— PROBLEM TO WORK ON —
Each record must appear in the answer exactly as given.

— MATERIAL PROVIDED —
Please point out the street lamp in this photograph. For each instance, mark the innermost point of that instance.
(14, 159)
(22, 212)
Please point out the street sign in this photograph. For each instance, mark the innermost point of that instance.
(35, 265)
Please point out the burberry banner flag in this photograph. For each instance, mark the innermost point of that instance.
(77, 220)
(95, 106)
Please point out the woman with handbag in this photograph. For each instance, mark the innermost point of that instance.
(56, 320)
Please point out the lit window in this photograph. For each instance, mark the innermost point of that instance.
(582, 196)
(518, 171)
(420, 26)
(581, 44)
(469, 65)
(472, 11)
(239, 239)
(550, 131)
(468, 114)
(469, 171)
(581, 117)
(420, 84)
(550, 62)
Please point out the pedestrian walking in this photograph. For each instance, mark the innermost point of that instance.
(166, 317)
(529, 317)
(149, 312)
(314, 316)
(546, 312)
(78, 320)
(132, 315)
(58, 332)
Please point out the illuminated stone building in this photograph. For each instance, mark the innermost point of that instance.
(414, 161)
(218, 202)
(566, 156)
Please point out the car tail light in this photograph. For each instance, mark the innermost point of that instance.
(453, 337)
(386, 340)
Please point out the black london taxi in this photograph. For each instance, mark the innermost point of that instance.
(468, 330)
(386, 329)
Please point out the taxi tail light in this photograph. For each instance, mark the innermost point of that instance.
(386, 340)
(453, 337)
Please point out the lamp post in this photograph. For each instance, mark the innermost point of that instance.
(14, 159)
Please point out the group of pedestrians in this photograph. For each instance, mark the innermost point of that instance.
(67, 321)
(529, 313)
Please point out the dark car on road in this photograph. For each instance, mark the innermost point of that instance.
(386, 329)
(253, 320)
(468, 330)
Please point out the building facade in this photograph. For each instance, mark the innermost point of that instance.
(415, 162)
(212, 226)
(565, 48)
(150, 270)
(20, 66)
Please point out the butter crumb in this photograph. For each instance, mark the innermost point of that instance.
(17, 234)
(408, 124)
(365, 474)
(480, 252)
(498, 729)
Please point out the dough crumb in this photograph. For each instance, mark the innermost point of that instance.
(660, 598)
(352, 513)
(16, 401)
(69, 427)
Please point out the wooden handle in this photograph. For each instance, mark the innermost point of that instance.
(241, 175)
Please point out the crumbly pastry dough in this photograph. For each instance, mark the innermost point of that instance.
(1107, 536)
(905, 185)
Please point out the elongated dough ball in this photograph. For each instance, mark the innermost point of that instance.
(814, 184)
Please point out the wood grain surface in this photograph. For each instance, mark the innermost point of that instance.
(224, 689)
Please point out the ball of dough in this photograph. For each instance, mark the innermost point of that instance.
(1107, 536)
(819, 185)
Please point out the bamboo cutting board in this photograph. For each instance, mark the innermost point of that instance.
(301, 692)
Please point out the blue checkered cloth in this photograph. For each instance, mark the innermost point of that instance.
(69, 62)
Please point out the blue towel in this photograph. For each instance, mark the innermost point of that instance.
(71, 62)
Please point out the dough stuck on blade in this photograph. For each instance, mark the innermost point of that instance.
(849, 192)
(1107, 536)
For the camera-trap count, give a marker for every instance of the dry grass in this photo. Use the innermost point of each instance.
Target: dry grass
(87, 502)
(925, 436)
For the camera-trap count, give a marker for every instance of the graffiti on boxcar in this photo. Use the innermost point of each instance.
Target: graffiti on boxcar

— EXERCISE RESULT —
Please point out the street lamp in this photograph. For each instance, mark the innermost point of that instance.
(14, 159)
(22, 212)
Please point out the street sign in this photograph. For each instance, mark the innermost point of that instance.
(35, 265)
Please point out the burberry banner flag in this photograph. For each instance, mark the innermost point of that instance.
(77, 220)
(95, 106)
Please point out the woman with handbag in this photograph. For each instance, mark the innermost point of that instance.
(56, 320)
Please point out the lit window in this photograph. For each instance, mark the innermost point of that instance.
(582, 196)
(518, 171)
(420, 26)
(581, 44)
(469, 65)
(472, 11)
(239, 239)
(550, 131)
(468, 114)
(469, 171)
(581, 117)
(420, 84)
(550, 62)
Please point out the pedestrian walking in this photograph. For each instance, mark the innermost point of that instance.
(166, 317)
(529, 317)
(149, 312)
(314, 316)
(546, 312)
(78, 320)
(132, 315)
(58, 332)
Please point out the illuminated stone building in this photograph. For each instance, mark the innermost point of that instance.
(414, 161)
(218, 202)
(566, 156)
Please point out the car tail light in this photograph. For each instance, mark the innermost point of that instance.
(453, 337)
(386, 340)
Please point out the black london taxi in this photograph. For each instance, mark the innermost point of that instance.
(468, 330)
(386, 329)
Please point out the taxi tail light in this photograph. For each instance, mark the innermost point of that instance.
(386, 340)
(453, 337)
Please point out the lamp post in this photograph. For each instance, mark the innermost point of that instance.
(14, 159)
Please point out the group of pedestrians in this photograph. For each instance, mark the innermost point of that instance.
(67, 321)
(529, 313)
Please point out the dark car on road in this photograph. For each instance, mark the innermost point of that instance.
(386, 329)
(253, 320)
(468, 330)
Please point out the building facade in this photograph. For each instance, mark the innermost point of that instance.
(415, 162)
(212, 226)
(565, 48)
(150, 270)
(20, 66)
Please point out the butter crumb in this photograph. For each instance, mark the innermost point of that instance.
(17, 234)
(408, 124)
(365, 474)
(480, 252)
(498, 729)
Please point out the dough crumb in this photograph. For each instance, mark the innermost point of that instance.
(660, 598)
(352, 513)
(16, 401)
(69, 427)
Please point out the wooden handle in this photograph. For each instance, mark the innermost point of that instance.
(241, 175)
Please point out the crumbly pastry dough in this photograph. For each instance, mark the innermost point of that instance.
(1107, 536)
(905, 185)
Please point out the elongated dough ball in this photograph. For each instance, mark the innermost point of that instance.
(814, 184)
Please point out the wood grain surface in this photograph. For each instance, mark the innermost point of that instance.
(224, 689)
Please point out the ball of dough in this photograph. For each instance, mark the innermost point of that instance.
(1107, 536)
(819, 185)
Please point out the bamboo cutting board in this photograph. For each instance, mark the innermost point of that instance.
(301, 692)
Please point out the blue checkered cloth in this photograph. For each instance, mark the innermost point of that instance.
(69, 62)
Please point out the blue towel in this photograph. For each instance, mark the innermost point of that instance.
(71, 62)
Please point out the dough stuck on blade in this photograph. For each instance, mark the innermost point of that instance.
(849, 192)
(1107, 536)
For the camera-trap count, give a marker for every instance of the dry grass in this photo. Use the innermost point of each instance.
Target: dry grass
(87, 502)
(925, 436)
For the camera-trap count, give a marker for every instance of the graffiti on boxcar in this photo. Use the innermost point of each instance.
Target: graffiti on boxcar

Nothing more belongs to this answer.